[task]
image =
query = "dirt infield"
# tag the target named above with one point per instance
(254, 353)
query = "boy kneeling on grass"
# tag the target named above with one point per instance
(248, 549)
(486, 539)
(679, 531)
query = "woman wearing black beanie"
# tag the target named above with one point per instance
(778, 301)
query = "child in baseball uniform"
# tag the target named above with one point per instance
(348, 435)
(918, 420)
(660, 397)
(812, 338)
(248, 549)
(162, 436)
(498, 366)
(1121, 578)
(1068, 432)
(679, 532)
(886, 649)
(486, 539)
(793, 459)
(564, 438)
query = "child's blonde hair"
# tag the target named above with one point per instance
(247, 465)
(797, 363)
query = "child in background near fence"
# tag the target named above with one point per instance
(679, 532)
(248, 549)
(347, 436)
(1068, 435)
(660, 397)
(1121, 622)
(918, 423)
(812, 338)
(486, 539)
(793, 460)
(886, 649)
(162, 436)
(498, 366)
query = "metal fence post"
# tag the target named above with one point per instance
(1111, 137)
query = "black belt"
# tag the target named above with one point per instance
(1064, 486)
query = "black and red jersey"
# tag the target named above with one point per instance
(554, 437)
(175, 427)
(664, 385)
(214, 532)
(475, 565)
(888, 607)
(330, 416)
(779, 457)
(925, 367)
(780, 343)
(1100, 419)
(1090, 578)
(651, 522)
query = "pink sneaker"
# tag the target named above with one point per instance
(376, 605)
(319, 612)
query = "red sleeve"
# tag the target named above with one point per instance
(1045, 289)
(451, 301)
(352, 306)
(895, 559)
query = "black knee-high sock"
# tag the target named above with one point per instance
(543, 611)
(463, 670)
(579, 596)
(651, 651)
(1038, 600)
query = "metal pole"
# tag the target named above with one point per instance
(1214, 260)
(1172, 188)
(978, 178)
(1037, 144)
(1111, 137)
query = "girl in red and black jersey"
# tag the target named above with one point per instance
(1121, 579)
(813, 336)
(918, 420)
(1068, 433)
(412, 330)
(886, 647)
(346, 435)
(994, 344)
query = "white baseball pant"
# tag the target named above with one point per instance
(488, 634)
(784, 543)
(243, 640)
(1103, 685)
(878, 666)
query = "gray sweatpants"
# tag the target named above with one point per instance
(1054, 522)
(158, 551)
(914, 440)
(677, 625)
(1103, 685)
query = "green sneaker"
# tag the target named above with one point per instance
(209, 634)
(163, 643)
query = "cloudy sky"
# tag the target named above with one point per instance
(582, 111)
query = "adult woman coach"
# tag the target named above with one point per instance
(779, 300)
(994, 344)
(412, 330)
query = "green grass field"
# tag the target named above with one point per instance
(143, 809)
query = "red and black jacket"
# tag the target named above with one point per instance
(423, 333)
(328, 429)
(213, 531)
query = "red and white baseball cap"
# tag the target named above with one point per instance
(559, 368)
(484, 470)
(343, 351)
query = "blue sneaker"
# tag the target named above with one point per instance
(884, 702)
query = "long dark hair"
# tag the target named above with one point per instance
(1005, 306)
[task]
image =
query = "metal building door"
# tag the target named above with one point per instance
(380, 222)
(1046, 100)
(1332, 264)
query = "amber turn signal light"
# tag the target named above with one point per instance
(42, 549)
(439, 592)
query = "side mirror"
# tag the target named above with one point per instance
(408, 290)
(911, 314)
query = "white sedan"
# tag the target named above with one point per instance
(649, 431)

### What to work on:
Write the lines out exactly, from the one with "and white baseball" down to the last line of the listing, and leave out all others.

### Result of this task:
query = "red and white baseball cap"
# tag the target named above with one point per instance
(559, 368)
(484, 470)
(343, 351)
query = "blue sneaker"
# tag the target named above with one point per instance
(884, 702)
query = "long dark hair"
# tag the target named above with one point per instance
(1005, 306)
[task]
image =
query = "metal building door"
# tag the target named above with one point per instance
(380, 222)
(1046, 100)
(1332, 264)
query = "amber turn signal light"
# tag the target named above with one point per instance
(42, 549)
(439, 592)
query = "side mirror"
# tag the target named above with one point per instance
(408, 290)
(911, 314)
query = "white sedan"
# tag the target named above with one point per instance
(649, 431)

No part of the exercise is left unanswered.